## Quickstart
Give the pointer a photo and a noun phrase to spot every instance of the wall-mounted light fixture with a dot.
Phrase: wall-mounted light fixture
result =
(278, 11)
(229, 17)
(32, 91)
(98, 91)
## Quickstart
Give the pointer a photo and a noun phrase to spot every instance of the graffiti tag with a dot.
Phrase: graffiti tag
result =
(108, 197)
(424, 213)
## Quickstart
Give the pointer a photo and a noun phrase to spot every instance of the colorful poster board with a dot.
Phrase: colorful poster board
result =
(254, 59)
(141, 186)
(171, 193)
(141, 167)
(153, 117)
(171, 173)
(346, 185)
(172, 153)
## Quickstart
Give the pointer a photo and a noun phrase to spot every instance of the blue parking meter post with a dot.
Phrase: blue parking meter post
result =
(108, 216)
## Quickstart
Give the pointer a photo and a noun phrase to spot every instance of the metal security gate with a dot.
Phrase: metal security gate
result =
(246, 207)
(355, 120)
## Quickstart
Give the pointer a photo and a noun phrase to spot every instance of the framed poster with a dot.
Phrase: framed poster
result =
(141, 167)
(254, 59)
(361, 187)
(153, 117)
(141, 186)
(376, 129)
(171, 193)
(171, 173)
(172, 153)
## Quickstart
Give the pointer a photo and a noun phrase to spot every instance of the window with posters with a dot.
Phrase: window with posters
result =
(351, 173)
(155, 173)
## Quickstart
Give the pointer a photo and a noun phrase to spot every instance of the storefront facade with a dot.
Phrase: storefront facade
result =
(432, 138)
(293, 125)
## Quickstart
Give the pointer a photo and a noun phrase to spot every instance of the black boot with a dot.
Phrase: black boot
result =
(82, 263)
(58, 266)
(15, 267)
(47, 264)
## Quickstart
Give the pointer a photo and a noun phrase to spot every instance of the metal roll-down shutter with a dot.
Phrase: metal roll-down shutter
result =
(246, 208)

WHAT IS REQUIRED → Would you set down every entry again, exactly?

RESPONSE TO THIS EXERCISE →
## Quickstart
Give the pointer a photo and a noun phrase to spot every instance of the wall-mounted light fixture with a dot.
Phrase: wall-mounted light fixture
result =
(278, 11)
(229, 17)
(32, 91)
(98, 91)
## Quickstart
Give the pointer a photo and a noun phrase to spot every instance of the graffiti tag with a dot.
Phrase: graffiti tag
result =
(108, 197)
(424, 213)
## Quickstart
Give the pointer a photo and a noun phrase to spot every instance of the colorful poster board with a dot.
Phrase: colorful poster board
result =
(254, 59)
(141, 186)
(171, 193)
(141, 167)
(153, 117)
(171, 173)
(346, 185)
(172, 153)
## Quickstart
Give the pointer a photo and a noun phrase to spot every instance of the blue parking meter post with a dot.
Phrase: blue parking meter post
result =
(108, 216)
## Quickstart
Give the pointer a photo and a noun phrase to spot every instance of the metal security gate with a dot.
Phrase: metal security gate
result =
(246, 207)
(355, 120)
## Quickstart
Give the pointer a photo and a noun phrase to spot every instance of the framed poster with a dot.
Phrase: framed poster
result =
(141, 167)
(254, 59)
(361, 187)
(153, 117)
(141, 186)
(376, 129)
(171, 193)
(171, 173)
(172, 153)
## Quickstart
Give the pointer a photo and a noun phrase to spot every instance of the window with posters with a dot.
Phrase: window with posters
result =
(351, 173)
(155, 173)
## Quickstart
Give the pointer a photo and a noun phrase to spot every instance of the storefront facade with a dot.
Phrase: storefront facade
result =
(432, 138)
(293, 125)
## Quickstart
Give the pointer a photo and a noun phrase to spot every instance of the black boot with a dot.
Phrase: black boot
result =
(82, 263)
(58, 266)
(15, 267)
(47, 264)
## Quickstart
Give the pointer a photo and a noun phrase to spot every instance of the metal roll-down shutter with a dot.
Phrase: metal roll-down shutter
result =
(246, 208)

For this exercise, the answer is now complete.